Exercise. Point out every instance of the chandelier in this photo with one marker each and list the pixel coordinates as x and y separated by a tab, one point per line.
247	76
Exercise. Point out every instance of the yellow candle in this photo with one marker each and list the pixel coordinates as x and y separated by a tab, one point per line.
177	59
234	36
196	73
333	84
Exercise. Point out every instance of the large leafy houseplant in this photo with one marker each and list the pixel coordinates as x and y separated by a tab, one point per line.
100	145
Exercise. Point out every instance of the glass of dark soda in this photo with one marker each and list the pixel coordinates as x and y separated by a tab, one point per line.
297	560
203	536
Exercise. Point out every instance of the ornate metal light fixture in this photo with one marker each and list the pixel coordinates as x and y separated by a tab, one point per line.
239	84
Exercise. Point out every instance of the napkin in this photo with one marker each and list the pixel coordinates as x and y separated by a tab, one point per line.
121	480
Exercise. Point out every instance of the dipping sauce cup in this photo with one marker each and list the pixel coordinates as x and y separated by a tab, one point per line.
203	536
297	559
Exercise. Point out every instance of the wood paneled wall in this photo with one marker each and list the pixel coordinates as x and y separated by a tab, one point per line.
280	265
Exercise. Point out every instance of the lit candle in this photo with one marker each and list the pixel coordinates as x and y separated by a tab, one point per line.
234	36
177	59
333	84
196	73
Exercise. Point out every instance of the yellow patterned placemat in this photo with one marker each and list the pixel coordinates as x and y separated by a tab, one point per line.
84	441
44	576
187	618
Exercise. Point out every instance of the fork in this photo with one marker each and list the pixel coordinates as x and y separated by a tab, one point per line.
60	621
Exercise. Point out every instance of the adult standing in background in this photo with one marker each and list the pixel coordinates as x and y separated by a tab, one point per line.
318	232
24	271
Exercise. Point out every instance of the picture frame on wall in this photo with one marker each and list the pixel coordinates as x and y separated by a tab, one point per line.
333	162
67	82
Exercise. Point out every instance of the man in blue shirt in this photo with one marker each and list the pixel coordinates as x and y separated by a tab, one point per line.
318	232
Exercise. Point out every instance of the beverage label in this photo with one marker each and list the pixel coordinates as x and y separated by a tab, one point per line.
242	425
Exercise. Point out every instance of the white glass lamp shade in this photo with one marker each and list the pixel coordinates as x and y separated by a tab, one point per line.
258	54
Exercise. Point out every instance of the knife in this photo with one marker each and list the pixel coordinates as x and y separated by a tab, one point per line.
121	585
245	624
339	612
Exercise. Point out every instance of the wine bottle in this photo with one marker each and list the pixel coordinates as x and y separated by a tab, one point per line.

━━━━

### WORK TO COMPLETE
Lay out the items as a Markdown table with the columns n and Line, giving each line its own numbered row and leaving out blank lines. Cover only the span from the line with "Exercise. Point out every instance of the man" up to and including the last line of the items.

### EXERCISE ANSWER
| n | Line |
|---|---|
| 1 | Exercise. Point out every instance of the man in blue shirt in this photo with one marker each and list the pixel coordinates as x and y separated by a tab, one point per line. |
| 2 | 318	232 |
| 3 | Exercise. Point out every instance of the beverage label in this photo with one marker each and list the pixel coordinates as x and y separated by a tab, one point per line. |
| 4 | 242	425 |
| 5 | Exercise. Point out every instance of the white glass lamp shade in this photo with one marker each and list the pixel coordinates as x and y separated by a tab, one point per line. |
| 6 | 258	54 |
| 7 | Exercise. Point out every instance of the knife in this photo with one marker each and list the pixel coordinates as x and y separated by a tab, one point per line. |
| 8 | 121	585 |
| 9 | 245	624 |
| 10 | 339	612 |
| 11 | Exercise. Point out every instance of the wine bottle in this photo with one marker each and list the pixel coordinates as x and y separated by a tab, one point per line. |